Passage to read:
My undertstanding based on a salesmans comments and looking at a plasma in a store is that you get a good picture no matter the angle. and comparing it to the nearby dlp and lcd units there was an obvious difference. as to Plasma itself you are paying a premium and just check out the life expectancy. on dlp and lcd you get 3 years or so out of the bulb and that is a $300 bill to replace they say. older Plasmas i understood had a 5 year life cycle but one i saw in a store was rated at enough hours to last 10 years as i recall. not sure what the unit you have choosen is rated but you need to verify that it is not an older one as to the design life expectancy.

enjoy, it is worth it no matter what you get. you just missed the boat though by not doing this before the Olympics. The ski jumping and ski racing was really something in hi def.


----------



## bobniborg (Mar 10, 2006)

Notes from me (not to bright but I did some looking into this when I did my house).

Do you really need the plasma (whose main advantage is size). For far cheaper you can get a rear projection that is equal in quality. As for projectors. This is great if you are not doing TV watching. The main cost on those little projectors is the bulb. And they burn up fast.

Objective: Pick up the forum thread about plasma TVs and projectors after its last sentence and keep writing it. The material after this point comes from a different source.

Available data:
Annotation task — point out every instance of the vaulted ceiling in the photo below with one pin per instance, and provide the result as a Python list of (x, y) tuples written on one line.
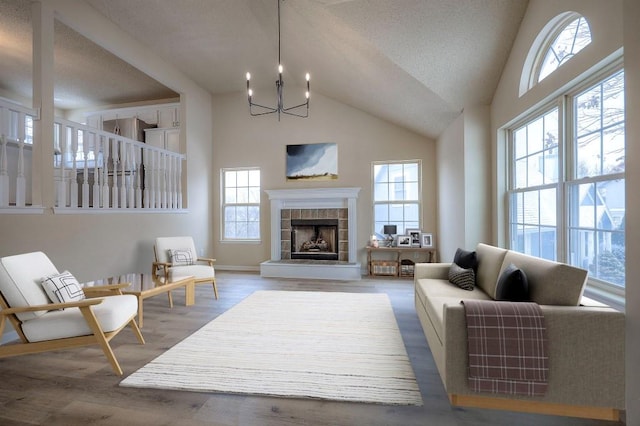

Response:
For surround sound, most systmes are fine. I bought a sony system for 200 that has a sub and 5 shelf speakers. If you are buying a unit that has an amp, look at the inputs. If you need 5.1 sound (digital input) for you DVD, Xbox, etc. you need to make sure that the amp has the inputs for that. 

That is my two cents.


----------



## kevblah (Mar 10, 2006)

This looks like a nifty deal. http://www.amazon.com/gp/product/B000AMNZ6E/ref=nosim/104-2112631-3467968?n=172282


----------



## keyser.soze (Mar 26, 2006)

Red ... if you're still looking for a solution, here's my two cents.

I also have a 42" Plasma (Panasonic) and home theater setup (Yamaha). I have run all of my components into the receiver (DVD burner, CD changer, VHS, TiVo and Cable) and one set of cables to the plasma. I have found it to be the best of all worlds, and I have connected the video with a DVI cable and a set of component video cables. Not that it is important, but the audio connection is optical from the cable source and the dvd.

I didn't splurge on Monster cables ... truth be told, I bought mine on eBay (saved $100 at that length).

I don't know if this will work in your case, but perhaps you can extract something that is helpful. Hope this helps.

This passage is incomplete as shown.